I never had a great relations with my family, but ironically my family had great relationships with me. I was always available, sympathetic and understanding, but I was raised by a mother with severe pre- and post partum depression, wich impacted my integration with the family.
My siblings never learned to include me or talk to me with love, because they saw my mothers treatment of me. As children it wasnt that big of a barrier, I was a ruff child, having been through worse, and survived by my own strenght. I dont think I even noticed before we became teenagers.
But when I had a crisis at 19 it became obvious that I was not even almost important. I wasnt innocent in what happened, but it was also not forseable and the outcome was so detrimental that any sympathetic person would have wanted to help me. My family let me me slip into depression and isolation, acting irritated when interacting with me.
I moved away. It was never talked about again, and my siblings feel like strangers to me, but they still expect me to show up with a smile and a listening ear for special occations. They have helped with practical things if I ask, but I learned early not to ask of anything.
I went LC with mother and bio brother a few years back, and of my to (step)sisters I only really talk to the one who has children, and there is where the conflict lay.
My stepfather is in hospice, Its close, and my family are grieving and rallying close. And I have never felt more excluded.
On one hand, I realise very much that this situation isnt about me, and I should set my own feelings aside, as this is a one of – and "familyyyy" and all that. On the other hand, I also went through grief, brutal and also lifethreatening. And the stark contrast is eating at me.
How can I give what I didnt recieve, and how do I know that giving more wont depleat me, when there is no one here(incuding my self) who stands up for me?
So will I be the asshole if I stay home at chiristmas when I know I could help my sister and nephews feel better for one day?
NTA. You are not intrinsically obliged to be their emotional support human. Putting yourself first is a valid response.
Haha, thank you for this responce. You made me smile through my trailing thoughts. Emotional support human is a very good description <3
NTA at all.
I can imagine it may be hard to set the boundary, but you don’t owe people explanations! If you want to be careful with them you can tell them that you need your time and your space.
You’re being good to yourself too, and this is a good thing.
Thank you for this responce. It feels almost like its a throw down if I dont go, but you are right. I am allowed to have bad days too, and if I dont want to elaborate, I dont have to <3
Your mental health needs outweigh their convenience. Nta.
NTA.
If your presence would make them feel better, they should behave in ways that makes you want to be present. They just want you there to abuse so they don’t turn on each other. You’re the scapegoat.
Enjoy your holidays and that would be without them.
Nta. Therapy for you, and vote for yourself first.
<3
NTA – I’m not one with a tit for tat attitude BUT they haven’t been there for you Stay home and have a peaceful holiday.
Thank you! I check myself for the tit for tat, because sometimes the thoughts become less constructive than I like, and that is not helpful. But its like you say, it goes both ways, and no one can give what they dont have. Hope you have a peacefull holiday as well <3
NTA, you are not their emotional support animal. You take care of yourself and stop worrying about them. Get some therapy, find hobbies that you like, and it’s okay to cut off anyone who means you no good. It’s time to worry about you
People say it here often, and it’s very true in your case:
Don’t light yourself on fire to keep someone else warm.
If that’s how you feel, that’s how you feel. If you are willing to go LC or NC with these people then do it. You are not obliged to have a relationship with anyone. It does sound like whatever you went through was very painful and I would think about therapy but you’re old enough to have considered this and to make decisions that are right for you. It’s a big decision but you’re NTA
NTA not even close. If you want to stay home for Christmas (or literally any other day/occasion) you absolutely should. You can’t pour from an empty cup! Please spoil yourself. You absolutely deserve it.

__EXERCISE AIM__:
Retype the forum thread about staying home at Christmas, between "NTA. You are" and "their convenience. Nta.", inclusive. The records are not needed for anything that comes after this point.

__DATA EXCERPTS__:
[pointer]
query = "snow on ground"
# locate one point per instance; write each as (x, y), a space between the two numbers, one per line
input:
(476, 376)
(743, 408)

__EXERCISE OUTPUT__:
NTA. You are not intrinsically obliged to be their emotional support human. Putting yourself first is a valid response.
Haha, thank you for this responce. You made me smile through my trailing thoughts. Emotional support human is a very good description <3
NTA at all.
I can imagine it may be hard to set the boundary, but you don’t owe people explanations! If you want to be careful with them you can tell them that you need your time and your space.
You’re being good to yourself too, and this is a good thing.
Thank you for this responce. It feels almost like its a throw down if I dont go, but you are right. I am allowed to have bad days too, and if I dont want to elaborate, I dont have to <3
Your mental health needs outweigh their convenience. Nta.